*** Opening of Given records ***

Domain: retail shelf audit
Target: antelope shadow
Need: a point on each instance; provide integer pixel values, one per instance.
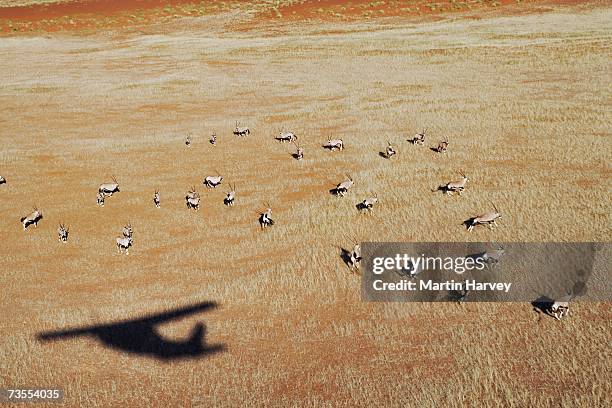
(141, 337)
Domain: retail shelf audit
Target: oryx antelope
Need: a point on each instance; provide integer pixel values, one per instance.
(560, 308)
(458, 185)
(285, 137)
(157, 199)
(101, 199)
(62, 233)
(265, 219)
(31, 218)
(419, 138)
(109, 188)
(127, 230)
(241, 130)
(355, 256)
(124, 244)
(299, 152)
(213, 181)
(192, 199)
(484, 219)
(442, 146)
(231, 196)
(343, 188)
(368, 203)
(333, 144)
(390, 152)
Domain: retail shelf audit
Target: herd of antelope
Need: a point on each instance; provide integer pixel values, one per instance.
(558, 309)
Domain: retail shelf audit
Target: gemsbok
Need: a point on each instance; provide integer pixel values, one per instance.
(127, 230)
(368, 203)
(157, 199)
(560, 308)
(231, 196)
(484, 219)
(299, 152)
(343, 188)
(109, 188)
(390, 152)
(334, 144)
(101, 199)
(455, 186)
(285, 137)
(124, 244)
(241, 130)
(32, 218)
(62, 233)
(192, 199)
(419, 138)
(442, 146)
(213, 181)
(265, 219)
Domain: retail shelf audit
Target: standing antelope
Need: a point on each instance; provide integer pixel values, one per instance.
(390, 151)
(109, 188)
(333, 144)
(442, 146)
(299, 152)
(127, 230)
(285, 137)
(265, 219)
(32, 218)
(343, 188)
(157, 199)
(101, 199)
(124, 244)
(457, 186)
(62, 233)
(368, 203)
(419, 138)
(241, 130)
(230, 197)
(192, 199)
(484, 219)
(560, 308)
(213, 181)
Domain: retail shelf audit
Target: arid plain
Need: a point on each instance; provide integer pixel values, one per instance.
(522, 94)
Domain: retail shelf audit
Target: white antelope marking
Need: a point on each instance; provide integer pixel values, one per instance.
(343, 188)
(265, 219)
(230, 197)
(192, 199)
(157, 199)
(334, 144)
(124, 244)
(33, 218)
(62, 233)
(484, 219)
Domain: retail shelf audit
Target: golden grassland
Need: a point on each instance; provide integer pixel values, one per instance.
(524, 101)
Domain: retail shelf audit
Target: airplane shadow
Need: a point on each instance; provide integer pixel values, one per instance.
(140, 336)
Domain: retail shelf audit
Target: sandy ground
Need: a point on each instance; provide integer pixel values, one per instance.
(524, 101)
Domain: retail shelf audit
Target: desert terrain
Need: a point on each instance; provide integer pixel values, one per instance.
(522, 92)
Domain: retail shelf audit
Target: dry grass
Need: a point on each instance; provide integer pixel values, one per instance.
(525, 103)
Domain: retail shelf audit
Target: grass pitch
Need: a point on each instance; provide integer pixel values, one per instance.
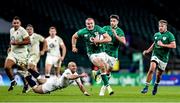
(73, 94)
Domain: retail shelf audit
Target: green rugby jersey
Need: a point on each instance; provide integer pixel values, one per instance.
(111, 48)
(161, 52)
(87, 35)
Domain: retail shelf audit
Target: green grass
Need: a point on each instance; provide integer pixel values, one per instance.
(73, 94)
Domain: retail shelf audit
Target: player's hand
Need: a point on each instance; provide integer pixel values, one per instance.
(145, 52)
(74, 49)
(61, 58)
(86, 94)
(114, 32)
(83, 75)
(42, 52)
(160, 43)
(14, 42)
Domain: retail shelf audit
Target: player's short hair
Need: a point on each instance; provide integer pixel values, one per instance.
(29, 25)
(114, 16)
(89, 19)
(16, 18)
(52, 27)
(163, 21)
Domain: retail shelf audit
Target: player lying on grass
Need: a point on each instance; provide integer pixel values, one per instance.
(48, 85)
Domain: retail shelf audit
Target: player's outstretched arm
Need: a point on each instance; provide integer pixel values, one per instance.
(148, 50)
(25, 41)
(74, 41)
(170, 45)
(81, 86)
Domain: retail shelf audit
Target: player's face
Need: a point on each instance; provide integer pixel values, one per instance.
(73, 67)
(113, 22)
(16, 24)
(162, 27)
(90, 24)
(30, 30)
(52, 32)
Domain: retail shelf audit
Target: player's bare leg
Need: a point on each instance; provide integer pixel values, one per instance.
(57, 71)
(149, 76)
(48, 70)
(8, 68)
(158, 78)
(103, 67)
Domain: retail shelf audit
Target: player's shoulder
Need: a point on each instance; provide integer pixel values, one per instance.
(67, 71)
(169, 33)
(106, 27)
(58, 37)
(47, 38)
(82, 31)
(21, 29)
(97, 27)
(11, 30)
(157, 33)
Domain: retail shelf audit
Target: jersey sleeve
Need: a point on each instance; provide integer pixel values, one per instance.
(41, 38)
(100, 30)
(120, 32)
(66, 73)
(171, 37)
(78, 80)
(60, 41)
(24, 33)
(81, 32)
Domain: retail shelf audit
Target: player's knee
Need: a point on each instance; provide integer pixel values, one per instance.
(31, 66)
(8, 67)
(151, 71)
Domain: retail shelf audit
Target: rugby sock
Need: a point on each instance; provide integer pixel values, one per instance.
(109, 89)
(102, 91)
(9, 74)
(47, 76)
(31, 82)
(105, 79)
(34, 73)
(98, 72)
(147, 84)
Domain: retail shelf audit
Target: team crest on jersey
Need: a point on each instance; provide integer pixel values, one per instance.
(51, 45)
(86, 35)
(96, 33)
(12, 38)
(164, 38)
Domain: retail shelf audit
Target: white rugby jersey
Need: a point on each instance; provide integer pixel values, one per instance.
(18, 35)
(34, 47)
(63, 81)
(54, 45)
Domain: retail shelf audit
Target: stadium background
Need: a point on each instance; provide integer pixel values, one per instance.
(138, 19)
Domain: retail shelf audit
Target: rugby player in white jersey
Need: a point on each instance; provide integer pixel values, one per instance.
(54, 55)
(34, 47)
(17, 53)
(68, 77)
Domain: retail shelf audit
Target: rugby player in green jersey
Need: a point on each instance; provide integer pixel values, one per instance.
(94, 36)
(163, 42)
(111, 48)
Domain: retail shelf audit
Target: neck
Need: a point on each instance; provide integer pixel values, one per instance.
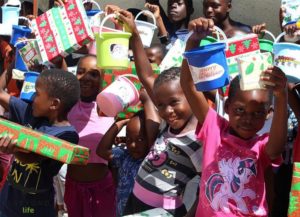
(191, 124)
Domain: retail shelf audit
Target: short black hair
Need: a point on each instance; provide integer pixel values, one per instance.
(171, 74)
(62, 85)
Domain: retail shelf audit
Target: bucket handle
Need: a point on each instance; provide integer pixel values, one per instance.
(270, 34)
(104, 20)
(23, 41)
(19, 5)
(219, 32)
(148, 13)
(279, 36)
(93, 2)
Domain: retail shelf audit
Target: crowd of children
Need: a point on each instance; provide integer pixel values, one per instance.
(238, 149)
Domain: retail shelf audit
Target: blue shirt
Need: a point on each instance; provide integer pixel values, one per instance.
(127, 170)
(29, 190)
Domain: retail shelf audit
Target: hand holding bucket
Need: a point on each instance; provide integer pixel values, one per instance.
(287, 58)
(208, 64)
(146, 29)
(112, 47)
(118, 95)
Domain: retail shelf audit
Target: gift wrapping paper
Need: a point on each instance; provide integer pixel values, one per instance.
(62, 30)
(43, 144)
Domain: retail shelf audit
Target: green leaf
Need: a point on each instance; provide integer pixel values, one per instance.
(250, 69)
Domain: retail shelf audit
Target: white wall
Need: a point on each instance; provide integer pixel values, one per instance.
(250, 12)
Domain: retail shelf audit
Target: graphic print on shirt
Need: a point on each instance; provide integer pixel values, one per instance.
(229, 184)
(158, 154)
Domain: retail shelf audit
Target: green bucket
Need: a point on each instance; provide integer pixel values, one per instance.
(112, 48)
(265, 44)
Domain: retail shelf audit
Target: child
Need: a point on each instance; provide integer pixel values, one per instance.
(179, 13)
(218, 11)
(29, 185)
(141, 131)
(89, 189)
(234, 156)
(175, 157)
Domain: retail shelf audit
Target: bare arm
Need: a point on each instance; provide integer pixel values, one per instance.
(278, 132)
(104, 148)
(195, 98)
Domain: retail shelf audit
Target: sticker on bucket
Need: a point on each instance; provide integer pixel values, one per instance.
(118, 51)
(207, 73)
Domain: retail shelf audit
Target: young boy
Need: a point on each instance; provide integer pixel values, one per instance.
(29, 186)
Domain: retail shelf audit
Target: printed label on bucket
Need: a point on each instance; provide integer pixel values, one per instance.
(28, 87)
(118, 51)
(207, 73)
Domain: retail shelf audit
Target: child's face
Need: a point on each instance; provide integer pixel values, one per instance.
(247, 112)
(89, 77)
(216, 10)
(177, 10)
(136, 139)
(172, 105)
(154, 55)
(42, 102)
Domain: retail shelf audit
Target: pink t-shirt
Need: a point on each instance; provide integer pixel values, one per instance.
(90, 127)
(232, 182)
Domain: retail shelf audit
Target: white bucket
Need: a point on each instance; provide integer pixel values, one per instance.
(117, 96)
(287, 58)
(146, 29)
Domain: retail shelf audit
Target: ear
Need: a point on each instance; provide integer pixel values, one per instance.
(229, 6)
(226, 106)
(55, 105)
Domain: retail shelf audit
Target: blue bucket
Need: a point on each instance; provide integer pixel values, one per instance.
(208, 66)
(19, 64)
(19, 32)
(28, 89)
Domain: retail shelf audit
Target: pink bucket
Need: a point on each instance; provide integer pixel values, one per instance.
(117, 96)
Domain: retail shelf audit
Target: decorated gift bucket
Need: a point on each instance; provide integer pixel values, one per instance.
(28, 88)
(112, 48)
(208, 65)
(118, 95)
(146, 29)
(19, 31)
(287, 58)
(10, 14)
(266, 44)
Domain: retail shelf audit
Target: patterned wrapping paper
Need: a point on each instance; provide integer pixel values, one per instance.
(294, 205)
(62, 30)
(44, 145)
(250, 69)
(109, 77)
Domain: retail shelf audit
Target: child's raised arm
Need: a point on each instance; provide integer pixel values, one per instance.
(201, 27)
(278, 133)
(142, 64)
(104, 148)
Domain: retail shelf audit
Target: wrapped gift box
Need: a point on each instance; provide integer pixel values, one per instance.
(62, 30)
(31, 53)
(251, 68)
(110, 75)
(294, 204)
(43, 144)
(158, 212)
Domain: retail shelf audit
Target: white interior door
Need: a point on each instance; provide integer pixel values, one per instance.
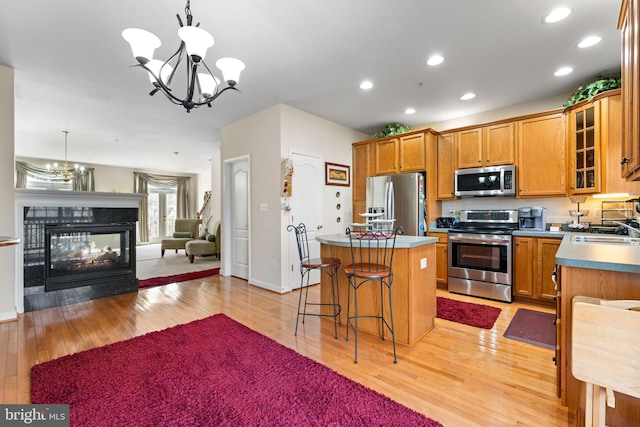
(306, 207)
(240, 219)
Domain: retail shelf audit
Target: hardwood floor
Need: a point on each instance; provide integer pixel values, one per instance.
(458, 375)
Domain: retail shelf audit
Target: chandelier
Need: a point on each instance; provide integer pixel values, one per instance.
(202, 87)
(65, 173)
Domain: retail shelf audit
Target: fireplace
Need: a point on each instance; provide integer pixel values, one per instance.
(74, 253)
(89, 254)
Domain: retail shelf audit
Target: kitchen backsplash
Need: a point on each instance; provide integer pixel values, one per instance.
(557, 207)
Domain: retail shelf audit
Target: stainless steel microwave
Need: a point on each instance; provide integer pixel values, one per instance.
(491, 181)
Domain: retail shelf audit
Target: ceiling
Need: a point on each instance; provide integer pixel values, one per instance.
(72, 67)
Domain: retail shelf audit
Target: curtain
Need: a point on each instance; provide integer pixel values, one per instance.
(23, 170)
(141, 182)
(141, 186)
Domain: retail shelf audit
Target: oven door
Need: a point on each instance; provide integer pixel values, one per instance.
(480, 265)
(484, 257)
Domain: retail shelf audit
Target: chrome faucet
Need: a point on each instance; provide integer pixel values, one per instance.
(633, 229)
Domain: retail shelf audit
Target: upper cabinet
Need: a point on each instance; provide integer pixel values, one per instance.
(486, 146)
(542, 165)
(584, 126)
(628, 24)
(594, 134)
(400, 154)
(446, 166)
(499, 144)
(469, 148)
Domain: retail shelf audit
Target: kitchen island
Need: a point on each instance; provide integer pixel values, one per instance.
(606, 267)
(413, 290)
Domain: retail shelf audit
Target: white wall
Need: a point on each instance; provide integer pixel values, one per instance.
(267, 137)
(8, 254)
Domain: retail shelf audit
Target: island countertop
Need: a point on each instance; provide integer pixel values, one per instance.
(598, 256)
(402, 241)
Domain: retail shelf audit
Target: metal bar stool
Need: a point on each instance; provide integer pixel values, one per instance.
(329, 266)
(372, 259)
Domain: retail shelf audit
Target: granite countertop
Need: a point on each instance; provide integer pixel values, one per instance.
(598, 256)
(401, 241)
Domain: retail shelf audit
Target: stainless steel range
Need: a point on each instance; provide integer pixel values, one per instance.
(480, 254)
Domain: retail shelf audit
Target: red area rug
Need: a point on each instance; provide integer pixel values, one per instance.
(210, 372)
(478, 315)
(533, 327)
(156, 281)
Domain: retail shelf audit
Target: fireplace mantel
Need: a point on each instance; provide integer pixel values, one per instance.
(55, 198)
(77, 198)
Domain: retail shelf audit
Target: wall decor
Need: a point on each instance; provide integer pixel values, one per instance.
(335, 174)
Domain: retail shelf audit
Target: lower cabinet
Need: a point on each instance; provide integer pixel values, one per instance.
(442, 260)
(534, 263)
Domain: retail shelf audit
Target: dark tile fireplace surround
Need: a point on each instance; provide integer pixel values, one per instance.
(75, 254)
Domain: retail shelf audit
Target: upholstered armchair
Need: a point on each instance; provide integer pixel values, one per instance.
(185, 230)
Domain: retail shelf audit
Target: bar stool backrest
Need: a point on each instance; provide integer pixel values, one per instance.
(372, 250)
(302, 241)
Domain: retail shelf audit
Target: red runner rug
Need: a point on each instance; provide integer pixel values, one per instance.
(156, 281)
(210, 372)
(478, 315)
(533, 327)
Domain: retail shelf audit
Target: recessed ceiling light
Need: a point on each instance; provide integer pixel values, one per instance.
(589, 41)
(557, 14)
(563, 71)
(435, 60)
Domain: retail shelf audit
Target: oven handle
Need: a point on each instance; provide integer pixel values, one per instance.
(483, 241)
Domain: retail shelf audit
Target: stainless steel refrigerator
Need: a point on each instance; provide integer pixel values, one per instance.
(400, 197)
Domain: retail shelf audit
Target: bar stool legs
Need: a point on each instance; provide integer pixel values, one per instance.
(352, 319)
(331, 269)
(327, 265)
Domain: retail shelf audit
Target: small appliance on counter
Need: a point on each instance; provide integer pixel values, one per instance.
(445, 222)
(532, 218)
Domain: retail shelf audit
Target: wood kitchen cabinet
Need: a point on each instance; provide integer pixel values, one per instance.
(628, 22)
(498, 142)
(584, 128)
(361, 164)
(542, 160)
(534, 263)
(446, 166)
(469, 148)
(594, 132)
(487, 146)
(406, 153)
(442, 259)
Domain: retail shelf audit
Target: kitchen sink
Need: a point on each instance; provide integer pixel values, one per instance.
(616, 240)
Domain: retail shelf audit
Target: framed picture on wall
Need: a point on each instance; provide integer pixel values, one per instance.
(335, 174)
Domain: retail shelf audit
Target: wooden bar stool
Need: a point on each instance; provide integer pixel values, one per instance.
(371, 261)
(329, 266)
(605, 338)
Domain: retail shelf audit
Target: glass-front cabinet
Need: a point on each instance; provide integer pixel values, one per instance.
(584, 142)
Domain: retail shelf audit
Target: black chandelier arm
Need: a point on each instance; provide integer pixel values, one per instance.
(159, 85)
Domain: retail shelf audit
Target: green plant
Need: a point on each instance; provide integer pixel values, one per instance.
(602, 83)
(391, 129)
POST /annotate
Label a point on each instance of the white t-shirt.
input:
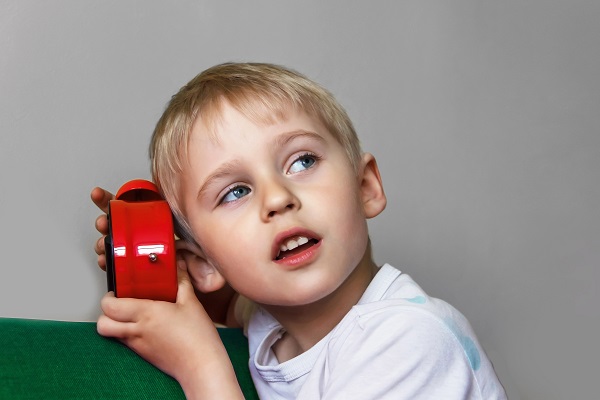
(396, 343)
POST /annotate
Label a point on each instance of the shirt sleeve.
(398, 354)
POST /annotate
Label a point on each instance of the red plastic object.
(140, 246)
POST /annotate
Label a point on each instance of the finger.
(102, 262)
(101, 197)
(185, 290)
(99, 246)
(111, 328)
(101, 224)
(123, 309)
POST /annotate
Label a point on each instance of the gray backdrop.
(484, 116)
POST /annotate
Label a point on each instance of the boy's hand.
(178, 338)
(101, 198)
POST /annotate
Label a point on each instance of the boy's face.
(253, 190)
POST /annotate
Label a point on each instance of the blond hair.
(262, 92)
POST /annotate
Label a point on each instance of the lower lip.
(300, 259)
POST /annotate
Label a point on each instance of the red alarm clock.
(140, 245)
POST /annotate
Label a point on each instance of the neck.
(306, 325)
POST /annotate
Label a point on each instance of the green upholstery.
(69, 360)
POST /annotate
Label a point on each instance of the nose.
(278, 198)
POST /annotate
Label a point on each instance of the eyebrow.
(229, 167)
(288, 137)
(224, 170)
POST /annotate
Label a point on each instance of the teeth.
(293, 243)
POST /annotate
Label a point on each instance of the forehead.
(221, 117)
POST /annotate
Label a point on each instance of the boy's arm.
(178, 338)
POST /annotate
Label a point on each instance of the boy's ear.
(371, 187)
(203, 275)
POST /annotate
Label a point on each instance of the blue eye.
(236, 193)
(302, 163)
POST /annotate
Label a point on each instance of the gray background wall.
(484, 115)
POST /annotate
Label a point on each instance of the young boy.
(271, 192)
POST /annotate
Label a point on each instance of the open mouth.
(294, 245)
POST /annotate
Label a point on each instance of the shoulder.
(416, 346)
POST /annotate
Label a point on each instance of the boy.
(271, 192)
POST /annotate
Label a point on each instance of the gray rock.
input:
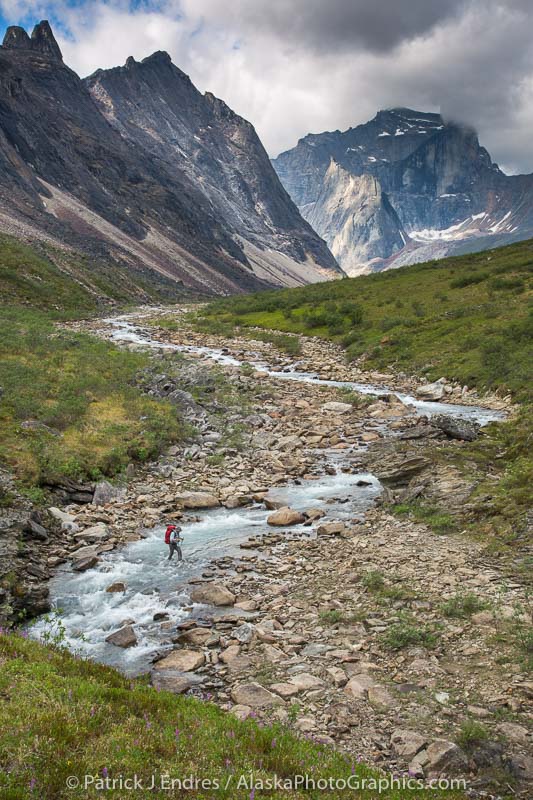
(85, 563)
(446, 757)
(124, 637)
(407, 743)
(431, 391)
(197, 500)
(117, 586)
(212, 594)
(181, 661)
(285, 516)
(456, 428)
(105, 492)
(169, 682)
(255, 696)
(243, 633)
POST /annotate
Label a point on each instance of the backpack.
(168, 531)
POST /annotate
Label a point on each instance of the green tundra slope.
(63, 718)
(469, 317)
(68, 404)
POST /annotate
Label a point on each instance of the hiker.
(172, 538)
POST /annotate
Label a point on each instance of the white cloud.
(290, 67)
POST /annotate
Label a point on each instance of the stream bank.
(336, 627)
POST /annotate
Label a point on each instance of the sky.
(297, 66)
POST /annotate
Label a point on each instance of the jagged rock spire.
(16, 38)
(42, 40)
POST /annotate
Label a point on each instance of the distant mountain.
(136, 165)
(405, 187)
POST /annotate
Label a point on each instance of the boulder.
(167, 682)
(181, 660)
(68, 521)
(105, 492)
(514, 732)
(379, 696)
(36, 531)
(118, 586)
(230, 654)
(255, 696)
(243, 633)
(197, 500)
(124, 637)
(332, 529)
(213, 594)
(400, 474)
(407, 743)
(285, 516)
(96, 533)
(198, 637)
(85, 563)
(431, 391)
(445, 757)
(241, 712)
(272, 505)
(285, 690)
(456, 428)
(358, 686)
(304, 682)
(337, 408)
(87, 551)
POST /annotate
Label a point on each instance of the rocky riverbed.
(304, 595)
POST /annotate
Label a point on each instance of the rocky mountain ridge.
(434, 191)
(136, 165)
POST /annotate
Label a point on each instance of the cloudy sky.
(295, 66)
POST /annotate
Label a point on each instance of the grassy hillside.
(68, 404)
(72, 285)
(469, 318)
(61, 716)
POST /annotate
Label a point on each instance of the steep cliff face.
(356, 218)
(440, 184)
(109, 173)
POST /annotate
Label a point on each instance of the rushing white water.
(89, 613)
(126, 331)
(154, 585)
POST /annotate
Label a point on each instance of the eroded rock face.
(197, 500)
(286, 516)
(255, 696)
(456, 428)
(24, 537)
(181, 660)
(212, 594)
(212, 212)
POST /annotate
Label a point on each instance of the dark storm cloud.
(295, 66)
(327, 25)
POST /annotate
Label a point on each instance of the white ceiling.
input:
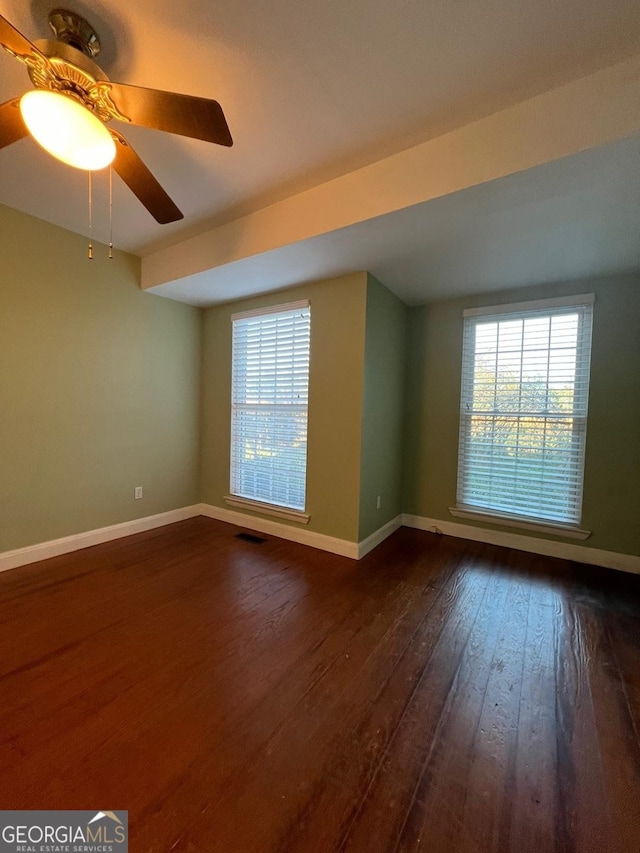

*** Close of Given records ***

Activity: If a line in the material above contains "ceiling", show that line.

Response to this exercise:
Target: ceiling
Target: recessed ceiling light
Label a point on each instance of the white ceiling.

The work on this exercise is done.